━━ Record set

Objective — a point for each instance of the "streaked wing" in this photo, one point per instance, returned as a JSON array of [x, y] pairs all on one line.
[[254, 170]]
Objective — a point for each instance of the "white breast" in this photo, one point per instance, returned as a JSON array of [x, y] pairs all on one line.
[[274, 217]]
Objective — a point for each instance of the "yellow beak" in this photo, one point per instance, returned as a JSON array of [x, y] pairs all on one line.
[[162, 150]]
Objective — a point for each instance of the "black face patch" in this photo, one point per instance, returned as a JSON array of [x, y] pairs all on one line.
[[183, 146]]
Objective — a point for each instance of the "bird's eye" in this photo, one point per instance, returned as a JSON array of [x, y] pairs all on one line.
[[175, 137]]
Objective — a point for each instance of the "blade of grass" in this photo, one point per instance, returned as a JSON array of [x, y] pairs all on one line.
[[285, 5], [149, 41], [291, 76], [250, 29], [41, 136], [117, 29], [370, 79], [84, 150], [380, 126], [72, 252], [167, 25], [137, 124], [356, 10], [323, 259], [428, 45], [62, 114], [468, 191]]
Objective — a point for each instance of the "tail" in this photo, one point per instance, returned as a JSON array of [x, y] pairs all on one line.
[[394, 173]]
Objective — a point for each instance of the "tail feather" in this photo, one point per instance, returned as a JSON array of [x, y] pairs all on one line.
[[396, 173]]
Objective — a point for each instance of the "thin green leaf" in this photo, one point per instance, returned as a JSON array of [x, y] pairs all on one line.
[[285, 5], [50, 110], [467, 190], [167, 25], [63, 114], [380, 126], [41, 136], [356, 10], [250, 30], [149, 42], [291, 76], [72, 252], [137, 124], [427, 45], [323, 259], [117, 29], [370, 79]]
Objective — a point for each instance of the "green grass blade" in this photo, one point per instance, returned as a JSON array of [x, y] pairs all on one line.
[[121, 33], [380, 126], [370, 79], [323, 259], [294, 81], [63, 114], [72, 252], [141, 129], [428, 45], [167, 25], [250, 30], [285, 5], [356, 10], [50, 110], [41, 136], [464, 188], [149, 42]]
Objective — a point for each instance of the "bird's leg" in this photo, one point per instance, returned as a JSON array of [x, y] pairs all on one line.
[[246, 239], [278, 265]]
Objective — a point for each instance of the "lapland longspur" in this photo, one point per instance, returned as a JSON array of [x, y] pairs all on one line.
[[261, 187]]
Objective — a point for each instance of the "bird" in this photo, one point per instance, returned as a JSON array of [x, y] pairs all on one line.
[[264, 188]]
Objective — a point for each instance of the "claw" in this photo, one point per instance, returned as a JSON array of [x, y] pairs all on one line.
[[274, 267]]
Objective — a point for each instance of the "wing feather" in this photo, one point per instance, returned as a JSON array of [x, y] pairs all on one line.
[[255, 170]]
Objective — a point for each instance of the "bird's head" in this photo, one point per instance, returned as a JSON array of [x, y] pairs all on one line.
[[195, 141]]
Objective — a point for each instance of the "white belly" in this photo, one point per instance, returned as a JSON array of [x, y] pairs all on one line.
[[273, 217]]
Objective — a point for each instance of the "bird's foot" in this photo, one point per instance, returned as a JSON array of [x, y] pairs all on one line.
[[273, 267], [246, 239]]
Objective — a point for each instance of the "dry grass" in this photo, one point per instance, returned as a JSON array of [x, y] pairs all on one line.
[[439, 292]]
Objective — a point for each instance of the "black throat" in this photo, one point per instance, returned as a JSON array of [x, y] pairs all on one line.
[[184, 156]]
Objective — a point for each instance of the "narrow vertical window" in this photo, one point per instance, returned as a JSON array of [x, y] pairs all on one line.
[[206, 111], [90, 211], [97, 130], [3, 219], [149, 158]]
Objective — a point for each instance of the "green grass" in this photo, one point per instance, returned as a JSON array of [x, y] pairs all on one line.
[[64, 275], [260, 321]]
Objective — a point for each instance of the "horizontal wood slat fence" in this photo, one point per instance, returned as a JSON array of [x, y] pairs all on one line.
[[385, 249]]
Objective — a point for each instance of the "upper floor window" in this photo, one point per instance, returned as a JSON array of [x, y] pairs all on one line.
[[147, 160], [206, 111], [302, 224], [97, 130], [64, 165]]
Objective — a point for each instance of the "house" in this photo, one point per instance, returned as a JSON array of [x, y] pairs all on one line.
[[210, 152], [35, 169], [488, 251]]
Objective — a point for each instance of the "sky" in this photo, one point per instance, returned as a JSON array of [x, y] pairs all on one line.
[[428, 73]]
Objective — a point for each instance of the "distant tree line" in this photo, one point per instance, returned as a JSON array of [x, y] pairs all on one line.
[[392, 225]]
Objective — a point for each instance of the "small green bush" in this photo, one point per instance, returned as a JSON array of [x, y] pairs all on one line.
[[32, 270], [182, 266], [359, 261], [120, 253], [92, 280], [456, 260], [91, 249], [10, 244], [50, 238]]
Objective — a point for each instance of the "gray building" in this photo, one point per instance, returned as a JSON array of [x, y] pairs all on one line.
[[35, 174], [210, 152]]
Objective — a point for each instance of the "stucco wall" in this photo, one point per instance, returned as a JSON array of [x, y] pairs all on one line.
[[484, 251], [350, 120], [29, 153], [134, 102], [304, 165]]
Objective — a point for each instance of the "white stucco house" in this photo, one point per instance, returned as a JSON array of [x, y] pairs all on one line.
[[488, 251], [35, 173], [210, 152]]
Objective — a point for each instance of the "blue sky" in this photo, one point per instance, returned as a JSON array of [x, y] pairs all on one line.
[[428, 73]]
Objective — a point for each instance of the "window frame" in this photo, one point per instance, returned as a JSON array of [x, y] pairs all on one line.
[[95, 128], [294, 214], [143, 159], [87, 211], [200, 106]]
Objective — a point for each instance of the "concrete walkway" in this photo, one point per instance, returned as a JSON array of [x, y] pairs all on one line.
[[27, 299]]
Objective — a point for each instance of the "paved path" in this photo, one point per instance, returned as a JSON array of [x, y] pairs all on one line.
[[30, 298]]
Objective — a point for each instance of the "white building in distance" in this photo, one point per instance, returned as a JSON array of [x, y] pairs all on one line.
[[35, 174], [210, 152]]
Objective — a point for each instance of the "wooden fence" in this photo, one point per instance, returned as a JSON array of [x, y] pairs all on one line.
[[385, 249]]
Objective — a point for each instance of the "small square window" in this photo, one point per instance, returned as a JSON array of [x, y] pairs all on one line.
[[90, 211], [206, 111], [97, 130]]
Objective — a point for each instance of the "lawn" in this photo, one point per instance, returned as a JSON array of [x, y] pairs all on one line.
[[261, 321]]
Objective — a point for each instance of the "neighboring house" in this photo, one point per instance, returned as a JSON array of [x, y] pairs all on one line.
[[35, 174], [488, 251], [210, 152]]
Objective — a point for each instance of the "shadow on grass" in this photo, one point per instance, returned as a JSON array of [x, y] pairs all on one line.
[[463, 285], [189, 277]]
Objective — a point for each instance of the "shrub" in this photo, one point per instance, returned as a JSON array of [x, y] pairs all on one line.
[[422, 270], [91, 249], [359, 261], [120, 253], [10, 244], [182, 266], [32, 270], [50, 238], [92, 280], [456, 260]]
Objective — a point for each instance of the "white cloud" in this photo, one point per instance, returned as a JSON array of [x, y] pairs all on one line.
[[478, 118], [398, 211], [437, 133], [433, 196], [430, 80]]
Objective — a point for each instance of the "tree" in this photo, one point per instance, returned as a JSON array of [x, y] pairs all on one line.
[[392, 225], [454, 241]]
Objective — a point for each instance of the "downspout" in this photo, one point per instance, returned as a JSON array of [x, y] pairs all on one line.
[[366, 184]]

━━━━

Exercise description
Every record shown above must be echoed exactly.

The answer
Objective — a point for each instance of the "streaked wing" in this photo, one point per instance, returned as a JSON array of [x, y] pairs all on one line.
[[254, 170]]
Objective — a point for each instance of the "white breast" in this photo, one point per instance, returned as a JSON array of [x, y] pairs all on one line.
[[274, 217]]
Objective — a point for each instance of the "yellow beak" in this photo, one point per instance, returned as a JSON array of [x, y] pairs all on one line.
[[162, 150]]
Objective — a point for each instance of the "black face patch" in this photo, one point per instance, returned as a JSON array of [x, y] pairs all on one line.
[[183, 146]]
Objective — a point for each instance of the "bird's eye" in this photo, one point per instance, returned as a JSON array of [x, y] pairs all on one line.
[[175, 137]]
Objective — a point for each instance of the "blade of grass" in this photo, one point per instance, returned as a JSON array of [x, y] pairs all on one line.
[[285, 5], [149, 41], [291, 76], [250, 29], [41, 136], [117, 29], [370, 79], [84, 150], [380, 126], [72, 252], [167, 25], [137, 124], [356, 10], [323, 259], [428, 45], [62, 114], [468, 191]]
Objective — a point for each instance of the "tail" in this photo, one point per instance, returned as a JSON array of [x, y] pairs all on one line.
[[394, 173]]
Objective — a point for each instance of the "tail feather" in this photo, one point per instance, returned as a JSON array of [x, y] pairs all on one line.
[[396, 173]]
Objective — a point for each instance of the "thin green leaf" in this photo, one point per instance, returned as a JSON array of [x, y] pairs all on one line.
[[285, 5], [50, 110], [467, 190], [167, 25], [63, 114], [380, 126], [41, 136], [356, 10], [250, 30], [149, 42], [291, 76], [72, 252], [137, 124], [427, 45], [323, 259], [117, 29], [370, 79]]
Objective — a point for each instance of the "green grass blade" in this photo, one point per instance, returned as a JSON array of [x, y] pairs all on one line.
[[121, 33], [380, 126], [370, 79], [323, 259], [294, 81], [63, 114], [72, 252], [141, 129], [428, 45], [167, 25], [250, 30], [285, 5], [356, 10], [50, 110], [41, 136], [464, 188], [149, 42]]
Objective — a point for each instance of the "bird's leg" in this photo, one point per instance, returned as a JSON array of [x, y] pairs all on one line.
[[246, 239], [278, 265]]
Objective — a point for each instance of the "lapland longspur" in this photo, one point per instance, returned as a JSON array of [x, y] pairs all on one line.
[[261, 187]]
Objective — a point for each instance of the "bird" in this photo, one point per instance, returned as a JSON array of [x, y] pairs all on one line.
[[264, 188]]
Objective — a point for each instance of the "claw" in this photo, one point per instance, returned as a JSON array of [x, y] pairs all on one line.
[[274, 267]]
Objective — a point for each instance of the "wing feather" in this photo, one point per instance, returned as a JSON array of [x, y] pairs all on one line.
[[255, 170]]
Objective — a point for each instance of the "bird's head" in this photo, one point per instance, returned as a JSON array of [x, y] pairs all on one line.
[[195, 141]]
Objective — a point for each instance of the "white belly" in this photo, one point per instance, returned as a JSON array of [x, y] pairs all on one line.
[[273, 217]]
Objective — a point for each instance of the "bird's foot" in this photo, one point per instance, returned as a JSON array of [x, y] pairs all on one line.
[[273, 267], [246, 239]]
Objective — a point for each instance of the "dry grass" in this photo, one point per instance, returned as a JSON array of [x, y] pairs all on one line.
[[439, 292]]
Objective — a point for each instance of the "black throat" in this photo, one point per instance, returned as a JSON array of [x, y] pairs all on one line.
[[184, 156]]
Objective — a point for each instance of the "narrow vertical window" in this photo, one point per instance, returned as a JSON array of [x, y] pairs all on one line.
[[206, 111], [90, 211], [97, 130], [3, 219], [149, 158]]
Objective — a point for each instance of the "green grass" in this photo, one point per instance, returned as a JSON array of [x, y] pairs all on one line.
[[64, 275], [260, 321]]
Objective — a point for each instance of the "horizontal wood slat fence" in this photo, one point per instance, returned as a JSON array of [x, y] pairs all on one line.
[[385, 249]]
Objective — a point for each instance of the "upper floor window" in this photo, one point per instance, returned as a JSON array of [x, y] pairs all on one line.
[[147, 160], [206, 111], [302, 224], [97, 130], [64, 165]]
Objective — a point for each instance of the "house" in this photo, one point per instance, returned as a JSON array of [x, y] pairs all on one line.
[[210, 152], [35, 169], [488, 251]]
Objective — a point for each instance of the "sky" in this photo, one point per instance, returned as a JSON array of [x, y] pairs all on one line.
[[428, 73]]
Objective — a point for each instance of the "distant tree line" in this photo, one point per instance, returned as a JSON array of [x, y] pairs all on one line.
[[392, 225]]
Objective — a point for each instance of the "small green bush" in this photo, one point per instance, returned as a JSON array of [x, y] pairs all on one line.
[[32, 270], [182, 266], [359, 261], [120, 253], [92, 280], [456, 260], [91, 249], [10, 244], [50, 238]]
Objective — a point for each instance of the "gray building" in this photo, one point per instance, returned as a JSON array of [x, y] pairs all on one line.
[[35, 174], [210, 152]]
Objective — a point for each instance of the "stucco wall" in this photo, one point per instance, returned as a JSON array of [x, y] pairs all on one line.
[[484, 251], [350, 120], [29, 153], [134, 102], [304, 165]]
Objective — a point for each instance of the "white stucco house" in this photo, one point per instance, returned as a JSON array of [x, y] pairs all on one line.
[[488, 251], [35, 173], [210, 152]]
Objective — a point for each instance of the "blue sky" in this photo, one point per instance, returned as a JSON array of [x, y] pairs all on one line.
[[428, 73]]
Objective — a point for each instance of the "window frame" in this photo, one point per instance, returned as a JSON array of [x, y] pairs all on one line.
[[95, 128], [294, 214], [143, 159], [87, 211], [200, 106]]
Objective — a point for each instance of the "concrete walkway" in this photo, one point per instance, returned as a JSON array of [x, y] pairs all on one line.
[[27, 299]]
Objective — a point for each instance of the "paved path" in this photo, one point per instance, returned as a JSON array of [x, y] pairs all on one line.
[[30, 298]]
Objective — a point for each instance of the "white building in distance" in this photo, one point per instance, returned as a JSON array of [x, y] pairs all on one line.
[[35, 174], [210, 152]]
Objective — a point for each instance of the "wooden fence" in this photo, one point per instance, returned as a JSON array of [x, y] pairs all on one line.
[[385, 249]]
Objective — a point for each instance of the "small square window" in this photo, one point per instance, returned as a JSON array of [x, y] pairs all on one line.
[[90, 211], [206, 111], [97, 130]]
Objective — a point for each instance of the "lawn" in this photo, one point per instance, returned as a JSON array of [x, y] pairs all on one line.
[[261, 321]]
Objective — a point for each instance of the "neighboring house" in this photo, one point per instance, returned as a JSON array of [x, y] pairs all on one line.
[[35, 174], [488, 251], [210, 152]]
Objective — a point for each instance of the "shadow on grass" in this photo, one point per instance, returned as a JSON array of [x, y] pairs all on one line.
[[463, 285], [189, 277]]
Objective — a point for each instance of the "shrub" in this photo, one point per instance, returned as a JSON array of [x, y] pairs all on one line.
[[422, 270], [91, 249], [359, 261], [120, 253], [10, 244], [182, 266], [32, 270], [50, 238], [92, 280], [456, 260]]
Objective — a point for each instance of the "white cloud" in this photo, one point per instance, returned as a JSON array of [x, y] pairs all on one line.
[[478, 118], [398, 211], [437, 133], [433, 196], [430, 80]]
Objective — a point for each instance of the "tree" in this photo, one point per instance, returned as a JSON array of [x, y] pairs all on one line.
[[392, 225], [454, 241]]
Objective — a point for each instance of the "downspout" in this photo, one point per instance, returned as a JSON array of [x, y] pairs all on one line.
[[366, 184]]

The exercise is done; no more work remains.